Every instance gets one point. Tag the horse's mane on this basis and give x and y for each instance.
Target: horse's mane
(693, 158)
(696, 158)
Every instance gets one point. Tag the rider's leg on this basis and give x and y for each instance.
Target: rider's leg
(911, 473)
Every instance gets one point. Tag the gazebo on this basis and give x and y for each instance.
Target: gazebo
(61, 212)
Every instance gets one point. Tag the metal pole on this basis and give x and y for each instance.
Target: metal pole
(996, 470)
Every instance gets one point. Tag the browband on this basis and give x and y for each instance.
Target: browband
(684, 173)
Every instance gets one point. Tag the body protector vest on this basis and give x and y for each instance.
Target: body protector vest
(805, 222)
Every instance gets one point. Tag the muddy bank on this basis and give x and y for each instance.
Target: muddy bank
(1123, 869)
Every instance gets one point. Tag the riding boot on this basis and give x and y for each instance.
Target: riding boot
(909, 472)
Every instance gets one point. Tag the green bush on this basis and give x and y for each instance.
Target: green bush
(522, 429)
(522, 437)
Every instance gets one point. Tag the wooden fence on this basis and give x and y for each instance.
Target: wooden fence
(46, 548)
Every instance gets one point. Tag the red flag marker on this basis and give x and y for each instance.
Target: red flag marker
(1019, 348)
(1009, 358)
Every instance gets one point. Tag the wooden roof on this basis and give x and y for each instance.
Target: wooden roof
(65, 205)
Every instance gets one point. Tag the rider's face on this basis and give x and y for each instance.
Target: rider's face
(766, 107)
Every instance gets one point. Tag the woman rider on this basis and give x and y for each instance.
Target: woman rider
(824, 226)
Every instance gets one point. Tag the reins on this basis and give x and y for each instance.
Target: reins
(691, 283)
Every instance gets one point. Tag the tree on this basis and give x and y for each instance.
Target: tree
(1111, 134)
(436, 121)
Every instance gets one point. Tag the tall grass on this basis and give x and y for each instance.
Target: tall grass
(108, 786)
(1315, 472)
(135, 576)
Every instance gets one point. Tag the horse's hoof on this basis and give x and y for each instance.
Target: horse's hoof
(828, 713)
------------
» **The request**: Rewrite the lines above with every "instance" swapped for "occurrence", and leave everything else unchanged.

» **Response to this task**:
Every occurrence gets one point. Tag the horse's mane on this basis and give x and y for each occurrence.
Target: horse's mane
(693, 158)
(696, 158)
Every occurrence gets one point. Tag the rider's leg on this basis and give x and y for each occurrence.
Target: rider's leg
(911, 473)
Every occurrence gets one point. Tag the gazebo on this basis and give x and y for each occurrence.
Target: gazebo
(61, 212)
Every occurrence gets one point. Tag the metal pole on this basis and give x and y for each occurrence.
Target: metal pole
(996, 470)
Every occurrence gets one point. Tag the browband on this basis and give x and y for each occurrence.
Target: browband
(684, 173)
Every occurrence gets one point. Tag the body protector vest on this basis and give x and y for each occurrence.
Target: body protector vest
(805, 222)
Every occurrence gets one point. Tag the muddy bank on this basis and give x and y for each occurrence.
Target: muddy bank
(1123, 869)
Every occurrence gets one point. Tag the riding boot on this basis and give x and y for each occurrence.
Target: riding boot
(909, 472)
Every occurrence gets one point. Tag the green bush on this basis and give x and y for each occurrence.
Target: green bush
(522, 429)
(522, 437)
Every occurrence gets one point. Tag the wooden fence on this basis and give x and y for each occurrence.
Target: wooden fence
(46, 548)
Every occurrence gets one point. Tag the red flag marker on this basis and give x and y for each occurrence.
Target: red flag marker
(1019, 348)
(1009, 358)
Every occurrence gets one point. Tag the wooden roof on this basis and give x and y for each occurrence.
Target: wooden roof
(65, 205)
Every occurrence gets one point. Tag the rider's face on this basis and give x and y for each occurrence.
Target: rider's face
(766, 107)
Every occurrence gets one point. Tag the woman rider on this basis and give x and y for each occurrence.
Target: woman rider
(824, 226)
Every occurrence gets one point. Tag the reins on this basis and give x and y for each occurrence.
Target: reins
(691, 283)
Every occurrence gets one point. Tag the tree on this basis and give x and y for each occurrence.
Target: tree
(1111, 134)
(436, 121)
Every occurrence gets one point. Tag the tall grass on this basis and give x and y for each occurrence.
Target: tall grass
(108, 786)
(1315, 472)
(135, 576)
Every occurrence gets one point. Tag the horse's hoof on this basis and give x and y for each occurrence.
Target: horse's hoof
(828, 713)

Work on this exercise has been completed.